* **SOURCE DOCUMENT**:
Then the gate of the debating compound opened and this stream of maroon humanity poured out, several hundred monks. It was impossible to count but I think there were at least 300.

We thought it was part of the tradition but when you looked at the expression on their faces, it was a very serious business. They were pumping their hands in the air as they ran out of the temple.

The minute that happened we saw the police - two or three who were inside the compound - suddenly speaking into their radios.

They started going after the monks, and plain-clothes police - I don't know this for sure but that's what I think they were - started to emerged from nowhere.

There were four or five in uniform but another 10 or 15 in regular clothing. They were grabbing monks, kicking and beating them.

One monk was kicked in the stomach right in front of us and then beaten on the ground.

The monks were not attacking the soldiers, there was no melee. They were heading out in a stream, it was a very clear path, and the police were attacking them at the sides. It was gratuitous violence.
Among the 80 deaths now confirmed by the Tibetan government are 26 people who were reportedly taken by truck to a site next to the infamous Drapchi Prison, and executed. Dalai Lama today condemned China's "rule of terror."
"They simply rely on using force in order to simulate peace, a peace brought by force using a rule of terror," the Dalai Lama said in Dharamshala, his home since fleeing Tibet after a failed uprising against Chinese rule in 1959...

"Please investigate, if possible... some international organisation can try firstly to inquire about the situation in Tibet," the Buddhist spiritual leader said.
He says what everyone with eyes can clearly see: there is a problem whether China admits it or not.
"Whether the (Chinese) government there admits or not, there is a problem. There is an ancient cultural heritage that is facing serious danger," the Dalai Lama said. "Whether intentionally or unintentionally, some kind of cultural genocide is taking place."
He is too diplomatic. Chinese policy is clearly intentional.

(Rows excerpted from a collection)
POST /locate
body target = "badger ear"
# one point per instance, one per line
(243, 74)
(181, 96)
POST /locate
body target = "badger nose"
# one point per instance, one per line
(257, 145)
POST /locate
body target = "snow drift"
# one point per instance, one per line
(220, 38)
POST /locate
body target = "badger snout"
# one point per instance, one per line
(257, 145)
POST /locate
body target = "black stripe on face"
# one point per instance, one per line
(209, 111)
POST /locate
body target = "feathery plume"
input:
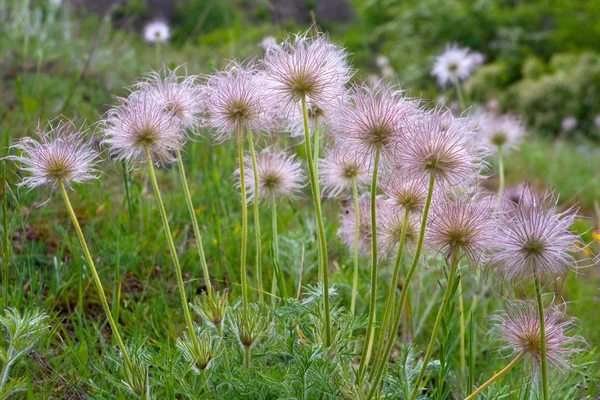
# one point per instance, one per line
(62, 154)
(533, 237)
(279, 176)
(339, 167)
(139, 123)
(519, 327)
(179, 94)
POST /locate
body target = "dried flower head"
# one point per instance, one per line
(339, 167)
(455, 64)
(251, 327)
(533, 237)
(236, 100)
(501, 131)
(373, 118)
(179, 94)
(157, 32)
(403, 192)
(304, 66)
(139, 124)
(462, 224)
(390, 222)
(62, 154)
(279, 176)
(520, 329)
(440, 145)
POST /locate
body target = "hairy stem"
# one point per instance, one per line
(172, 249)
(398, 316)
(438, 320)
(355, 248)
(500, 175)
(277, 274)
(373, 300)
(97, 280)
(243, 272)
(188, 200)
(540, 301)
(256, 221)
(496, 377)
(391, 295)
(322, 241)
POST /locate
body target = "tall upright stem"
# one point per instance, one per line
(383, 332)
(496, 377)
(500, 174)
(438, 320)
(243, 272)
(97, 280)
(540, 301)
(355, 248)
(277, 274)
(257, 233)
(322, 241)
(192, 210)
(373, 300)
(398, 316)
(172, 249)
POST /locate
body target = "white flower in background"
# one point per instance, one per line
(500, 131)
(382, 61)
(267, 42)
(455, 64)
(568, 124)
(157, 32)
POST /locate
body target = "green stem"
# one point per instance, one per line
(277, 274)
(538, 292)
(500, 175)
(172, 249)
(97, 280)
(355, 248)
(256, 221)
(463, 359)
(127, 191)
(496, 377)
(197, 234)
(438, 320)
(460, 94)
(398, 316)
(243, 271)
(322, 241)
(373, 300)
(391, 294)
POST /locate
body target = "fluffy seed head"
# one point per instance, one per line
(441, 145)
(455, 64)
(463, 224)
(62, 154)
(501, 131)
(138, 123)
(404, 192)
(339, 166)
(236, 100)
(305, 66)
(279, 176)
(157, 32)
(373, 118)
(179, 94)
(520, 329)
(533, 237)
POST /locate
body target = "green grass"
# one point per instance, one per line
(47, 267)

* **TASK OBJECTIVE**: Write out the Tibet protest account from "Then the gate" up to and including "of the temple.". These rows come from a separate source.

* **RESPONSE TO THIS EXERCISE**:
Then the gate of the debating compound opened and this stream of maroon humanity poured out, several hundred monks. It was impossible to count but I think there were at least 300.

We thought it was part of the tradition but when you looked at the expression on their faces, it was a very serious business. They were pumping their hands in the air as they ran out of the temple.